### EXERCISE
In the lines below, find the one that contains "tree shadow and record the pixel coordinates." and write it out exactly, along with every line that follows it.

# Start of DATASET CONTENT

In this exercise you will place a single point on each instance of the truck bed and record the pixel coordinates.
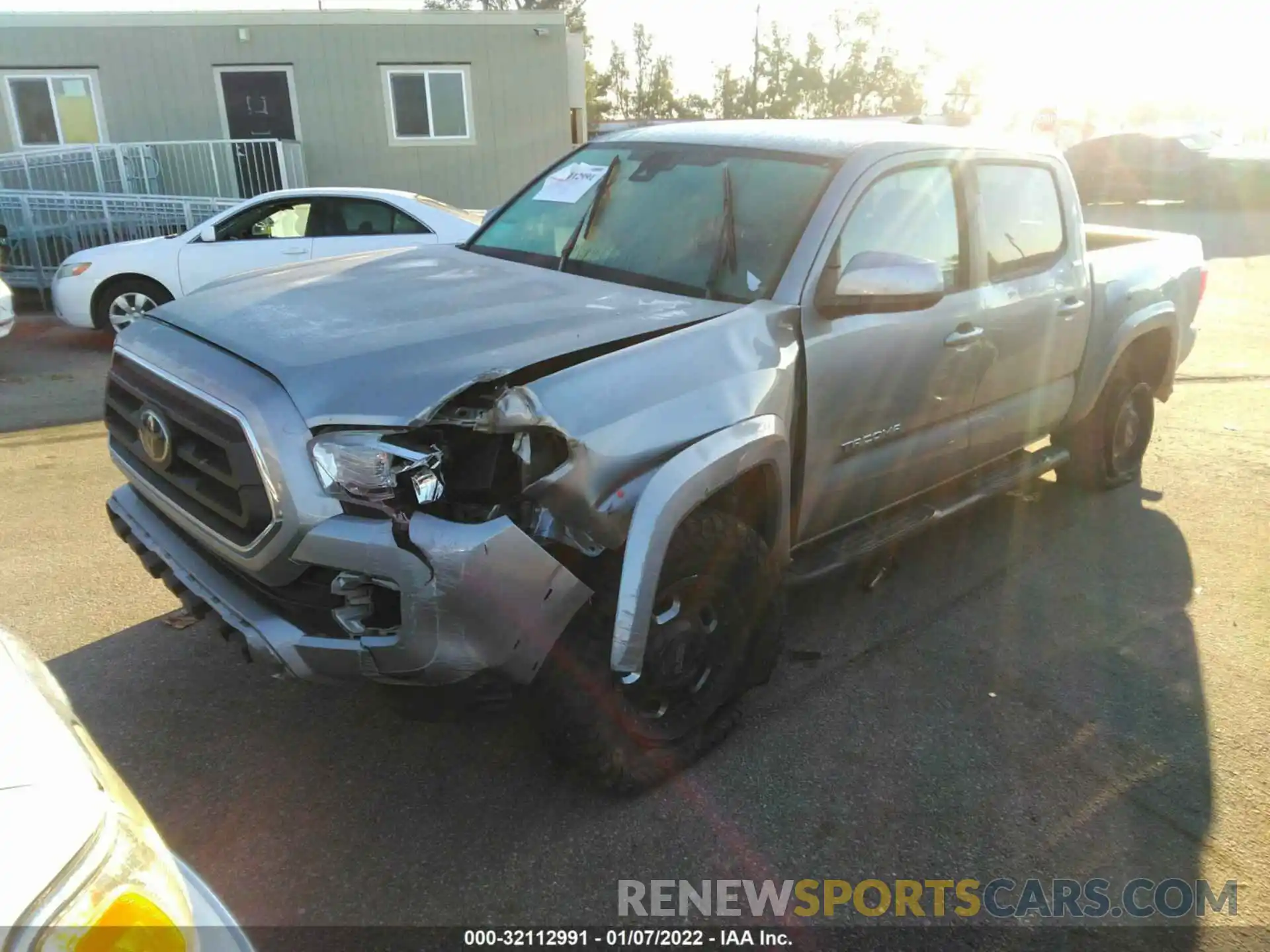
(1138, 278)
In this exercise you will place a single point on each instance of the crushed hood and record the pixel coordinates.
(385, 338)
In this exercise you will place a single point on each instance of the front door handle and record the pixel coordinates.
(964, 334)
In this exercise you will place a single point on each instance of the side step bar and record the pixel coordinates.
(888, 530)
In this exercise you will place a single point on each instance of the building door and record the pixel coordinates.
(257, 106)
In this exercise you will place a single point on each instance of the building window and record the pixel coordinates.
(427, 104)
(54, 110)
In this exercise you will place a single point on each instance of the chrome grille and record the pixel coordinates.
(211, 471)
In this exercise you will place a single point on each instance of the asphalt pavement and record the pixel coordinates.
(1057, 684)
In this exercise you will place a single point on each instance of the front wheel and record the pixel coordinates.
(120, 303)
(716, 594)
(1109, 444)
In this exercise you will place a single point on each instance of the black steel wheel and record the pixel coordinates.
(1109, 444)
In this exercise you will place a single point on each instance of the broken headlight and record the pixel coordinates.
(360, 463)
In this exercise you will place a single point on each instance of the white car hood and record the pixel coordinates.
(50, 801)
(102, 252)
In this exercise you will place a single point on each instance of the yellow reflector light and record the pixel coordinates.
(132, 923)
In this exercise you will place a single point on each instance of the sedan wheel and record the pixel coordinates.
(127, 307)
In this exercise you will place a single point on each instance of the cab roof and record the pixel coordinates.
(825, 138)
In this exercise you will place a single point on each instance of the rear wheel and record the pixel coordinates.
(1109, 444)
(121, 302)
(714, 597)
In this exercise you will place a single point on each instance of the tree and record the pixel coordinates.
(730, 97)
(962, 103)
(616, 83)
(693, 107)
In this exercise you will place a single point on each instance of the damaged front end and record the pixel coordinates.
(478, 459)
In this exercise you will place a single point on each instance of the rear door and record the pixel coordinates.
(351, 225)
(1035, 303)
(888, 394)
(262, 235)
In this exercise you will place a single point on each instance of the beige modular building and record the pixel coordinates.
(464, 107)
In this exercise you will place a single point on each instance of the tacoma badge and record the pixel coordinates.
(876, 436)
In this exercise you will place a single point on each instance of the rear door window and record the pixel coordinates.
(349, 218)
(1021, 219)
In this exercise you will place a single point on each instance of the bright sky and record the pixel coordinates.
(1067, 55)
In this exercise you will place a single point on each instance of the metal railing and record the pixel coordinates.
(233, 168)
(41, 229)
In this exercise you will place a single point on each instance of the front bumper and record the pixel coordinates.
(484, 597)
(73, 300)
(215, 926)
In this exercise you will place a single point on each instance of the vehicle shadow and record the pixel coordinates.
(1023, 698)
(1224, 233)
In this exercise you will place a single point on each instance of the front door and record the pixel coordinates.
(888, 394)
(257, 107)
(263, 235)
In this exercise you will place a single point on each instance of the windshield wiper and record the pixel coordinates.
(588, 218)
(726, 253)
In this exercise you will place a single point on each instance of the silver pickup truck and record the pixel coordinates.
(586, 452)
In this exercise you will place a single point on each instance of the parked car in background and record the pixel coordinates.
(81, 867)
(107, 287)
(1198, 167)
(7, 319)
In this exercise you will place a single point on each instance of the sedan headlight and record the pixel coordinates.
(360, 463)
(122, 890)
(127, 892)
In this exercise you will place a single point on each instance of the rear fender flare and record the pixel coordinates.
(1161, 315)
(675, 491)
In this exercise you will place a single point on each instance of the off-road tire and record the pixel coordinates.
(1091, 441)
(582, 714)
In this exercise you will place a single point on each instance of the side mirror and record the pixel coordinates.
(879, 281)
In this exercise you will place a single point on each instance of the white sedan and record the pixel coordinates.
(5, 310)
(107, 287)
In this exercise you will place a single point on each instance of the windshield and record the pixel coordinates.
(665, 222)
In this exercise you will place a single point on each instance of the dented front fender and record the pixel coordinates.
(673, 492)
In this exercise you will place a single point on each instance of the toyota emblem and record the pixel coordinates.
(155, 438)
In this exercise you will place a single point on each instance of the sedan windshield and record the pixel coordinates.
(705, 221)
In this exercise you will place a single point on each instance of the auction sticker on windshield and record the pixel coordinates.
(571, 183)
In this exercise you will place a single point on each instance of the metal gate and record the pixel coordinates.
(41, 229)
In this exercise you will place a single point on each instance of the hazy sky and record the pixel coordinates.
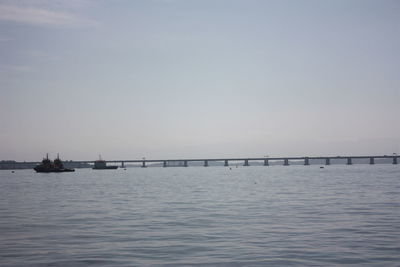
(197, 78)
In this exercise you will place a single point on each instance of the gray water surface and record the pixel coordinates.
(215, 216)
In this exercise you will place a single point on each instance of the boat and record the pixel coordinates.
(49, 166)
(101, 164)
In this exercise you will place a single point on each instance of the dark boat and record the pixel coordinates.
(49, 166)
(101, 164)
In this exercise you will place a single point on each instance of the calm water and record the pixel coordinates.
(247, 216)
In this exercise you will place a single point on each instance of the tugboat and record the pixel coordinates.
(101, 164)
(49, 166)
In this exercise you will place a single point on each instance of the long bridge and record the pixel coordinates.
(246, 161)
(327, 160)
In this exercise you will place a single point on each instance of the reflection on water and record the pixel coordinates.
(246, 216)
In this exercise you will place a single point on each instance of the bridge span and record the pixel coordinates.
(349, 160)
(266, 161)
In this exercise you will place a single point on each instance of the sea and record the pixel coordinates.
(338, 215)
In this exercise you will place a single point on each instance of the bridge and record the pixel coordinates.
(285, 161)
(247, 161)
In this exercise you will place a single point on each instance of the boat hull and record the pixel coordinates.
(105, 168)
(38, 169)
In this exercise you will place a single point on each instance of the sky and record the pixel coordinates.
(165, 79)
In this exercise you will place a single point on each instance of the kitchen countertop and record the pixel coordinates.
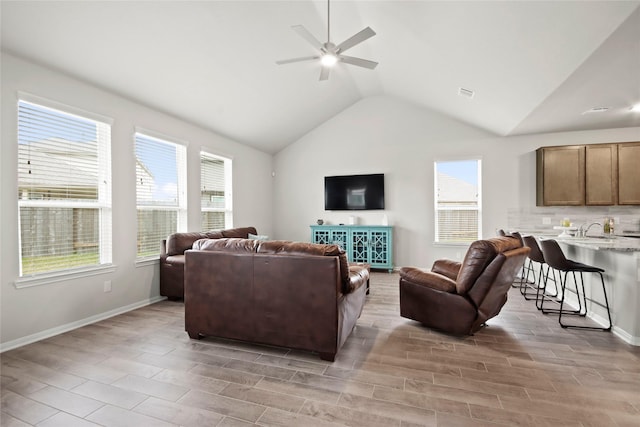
(602, 242)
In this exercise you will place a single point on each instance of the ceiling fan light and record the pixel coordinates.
(329, 59)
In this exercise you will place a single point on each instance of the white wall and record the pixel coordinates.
(387, 135)
(29, 313)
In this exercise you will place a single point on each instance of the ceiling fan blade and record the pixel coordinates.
(355, 39)
(358, 61)
(324, 73)
(305, 34)
(303, 58)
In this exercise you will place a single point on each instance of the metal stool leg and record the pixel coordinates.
(584, 296)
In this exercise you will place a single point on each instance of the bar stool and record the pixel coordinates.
(555, 258)
(539, 282)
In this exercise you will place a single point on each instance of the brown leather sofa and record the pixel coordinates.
(172, 256)
(295, 295)
(460, 297)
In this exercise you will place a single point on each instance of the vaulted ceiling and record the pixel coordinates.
(533, 66)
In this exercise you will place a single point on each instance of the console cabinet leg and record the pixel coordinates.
(194, 335)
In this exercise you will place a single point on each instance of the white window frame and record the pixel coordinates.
(228, 186)
(181, 171)
(437, 209)
(103, 204)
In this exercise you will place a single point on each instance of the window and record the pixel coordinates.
(215, 192)
(458, 201)
(64, 189)
(160, 191)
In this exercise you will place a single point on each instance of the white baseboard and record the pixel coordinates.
(10, 345)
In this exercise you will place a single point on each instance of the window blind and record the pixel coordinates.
(64, 190)
(160, 191)
(215, 192)
(457, 201)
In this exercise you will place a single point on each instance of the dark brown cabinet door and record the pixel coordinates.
(629, 173)
(560, 176)
(601, 174)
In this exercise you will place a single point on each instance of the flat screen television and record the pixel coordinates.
(354, 192)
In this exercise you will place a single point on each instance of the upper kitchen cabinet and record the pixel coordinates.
(560, 176)
(601, 174)
(629, 173)
(595, 174)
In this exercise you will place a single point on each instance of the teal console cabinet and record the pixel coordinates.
(371, 244)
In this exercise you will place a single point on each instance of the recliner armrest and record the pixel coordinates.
(428, 279)
(447, 268)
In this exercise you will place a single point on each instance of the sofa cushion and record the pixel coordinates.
(479, 255)
(428, 279)
(242, 232)
(177, 243)
(231, 244)
(300, 248)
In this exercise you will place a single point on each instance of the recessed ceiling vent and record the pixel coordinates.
(596, 110)
(467, 93)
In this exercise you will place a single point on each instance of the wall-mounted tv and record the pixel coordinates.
(354, 192)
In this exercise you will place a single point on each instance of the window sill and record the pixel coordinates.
(143, 262)
(452, 244)
(62, 276)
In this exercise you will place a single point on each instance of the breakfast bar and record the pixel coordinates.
(620, 258)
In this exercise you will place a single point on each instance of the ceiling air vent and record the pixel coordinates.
(596, 110)
(467, 93)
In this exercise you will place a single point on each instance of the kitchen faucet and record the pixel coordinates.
(582, 232)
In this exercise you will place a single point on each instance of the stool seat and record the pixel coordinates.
(555, 258)
(570, 265)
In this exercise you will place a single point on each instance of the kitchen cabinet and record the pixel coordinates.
(592, 175)
(560, 176)
(629, 173)
(601, 174)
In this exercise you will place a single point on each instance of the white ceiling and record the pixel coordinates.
(534, 66)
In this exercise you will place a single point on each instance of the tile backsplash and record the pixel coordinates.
(543, 219)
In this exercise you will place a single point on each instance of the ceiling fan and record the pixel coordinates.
(330, 53)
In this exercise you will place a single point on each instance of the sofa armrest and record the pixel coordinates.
(447, 268)
(428, 279)
(358, 276)
(163, 250)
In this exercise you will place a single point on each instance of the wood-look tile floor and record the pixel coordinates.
(141, 369)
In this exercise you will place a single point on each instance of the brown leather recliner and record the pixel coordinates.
(459, 297)
(172, 256)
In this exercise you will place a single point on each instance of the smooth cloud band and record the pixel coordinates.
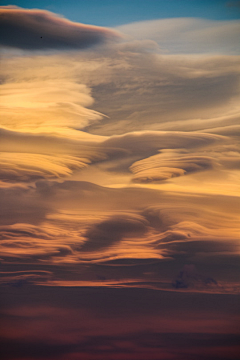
(43, 30)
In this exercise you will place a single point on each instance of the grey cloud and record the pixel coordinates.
(150, 91)
(42, 30)
(188, 35)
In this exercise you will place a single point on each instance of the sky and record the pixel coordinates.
(120, 180)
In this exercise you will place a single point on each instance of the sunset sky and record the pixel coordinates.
(120, 180)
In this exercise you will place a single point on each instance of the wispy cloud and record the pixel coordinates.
(31, 29)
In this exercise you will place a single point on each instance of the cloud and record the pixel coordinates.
(188, 35)
(32, 29)
(189, 277)
(160, 167)
(113, 230)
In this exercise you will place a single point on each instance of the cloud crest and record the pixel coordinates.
(43, 30)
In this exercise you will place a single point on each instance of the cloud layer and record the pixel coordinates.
(43, 30)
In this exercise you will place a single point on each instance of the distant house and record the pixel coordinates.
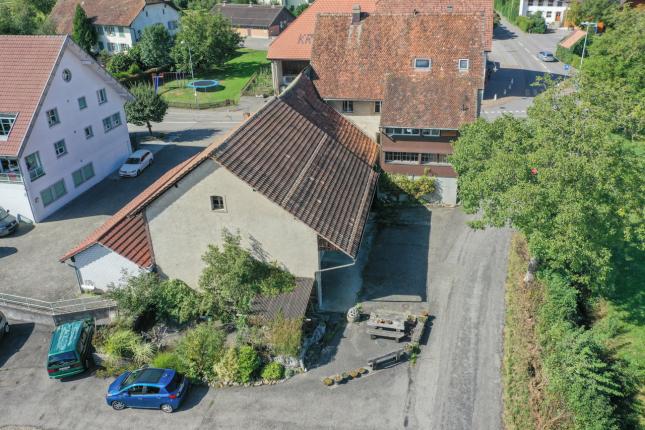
(119, 23)
(62, 124)
(256, 20)
(409, 80)
(552, 11)
(290, 53)
(295, 181)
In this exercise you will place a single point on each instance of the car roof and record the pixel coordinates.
(152, 376)
(138, 153)
(65, 336)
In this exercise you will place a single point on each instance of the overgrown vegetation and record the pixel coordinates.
(418, 188)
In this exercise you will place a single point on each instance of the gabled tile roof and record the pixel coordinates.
(102, 12)
(367, 61)
(442, 7)
(26, 64)
(294, 43)
(251, 15)
(298, 152)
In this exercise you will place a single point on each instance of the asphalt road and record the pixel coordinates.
(454, 385)
(514, 52)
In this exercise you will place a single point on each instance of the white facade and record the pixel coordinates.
(103, 268)
(114, 38)
(553, 11)
(62, 150)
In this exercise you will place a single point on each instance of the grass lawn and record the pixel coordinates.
(233, 76)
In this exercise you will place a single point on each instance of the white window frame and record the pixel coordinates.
(60, 148)
(417, 67)
(52, 117)
(348, 106)
(101, 95)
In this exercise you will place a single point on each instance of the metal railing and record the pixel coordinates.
(59, 307)
(11, 178)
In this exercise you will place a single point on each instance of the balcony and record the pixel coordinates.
(11, 178)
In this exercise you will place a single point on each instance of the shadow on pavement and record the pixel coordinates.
(112, 193)
(14, 341)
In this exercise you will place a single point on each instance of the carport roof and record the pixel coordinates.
(298, 152)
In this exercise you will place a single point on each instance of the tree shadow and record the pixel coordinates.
(14, 341)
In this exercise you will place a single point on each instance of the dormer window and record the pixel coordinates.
(422, 63)
(6, 122)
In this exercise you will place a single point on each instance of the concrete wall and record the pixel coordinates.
(106, 150)
(13, 197)
(101, 267)
(182, 225)
(363, 116)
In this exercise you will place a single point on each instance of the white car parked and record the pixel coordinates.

# End of DATASET CONTENT

### RESULT OF THIS TASK
In this exercise you will place a single point on each instance of the tree shadow and record the pixel coordinates.
(14, 341)
In this exercise you will place a single point on each instance of the dormer window and record the pixel coordinates.
(422, 63)
(6, 122)
In this exercise you will place a single point on each instance of the concrete wall and record the pixel coordinates.
(106, 150)
(13, 197)
(101, 267)
(182, 225)
(363, 116)
In this exercise you will place a single point on each instance of the white car parked and record the pixel coordinates.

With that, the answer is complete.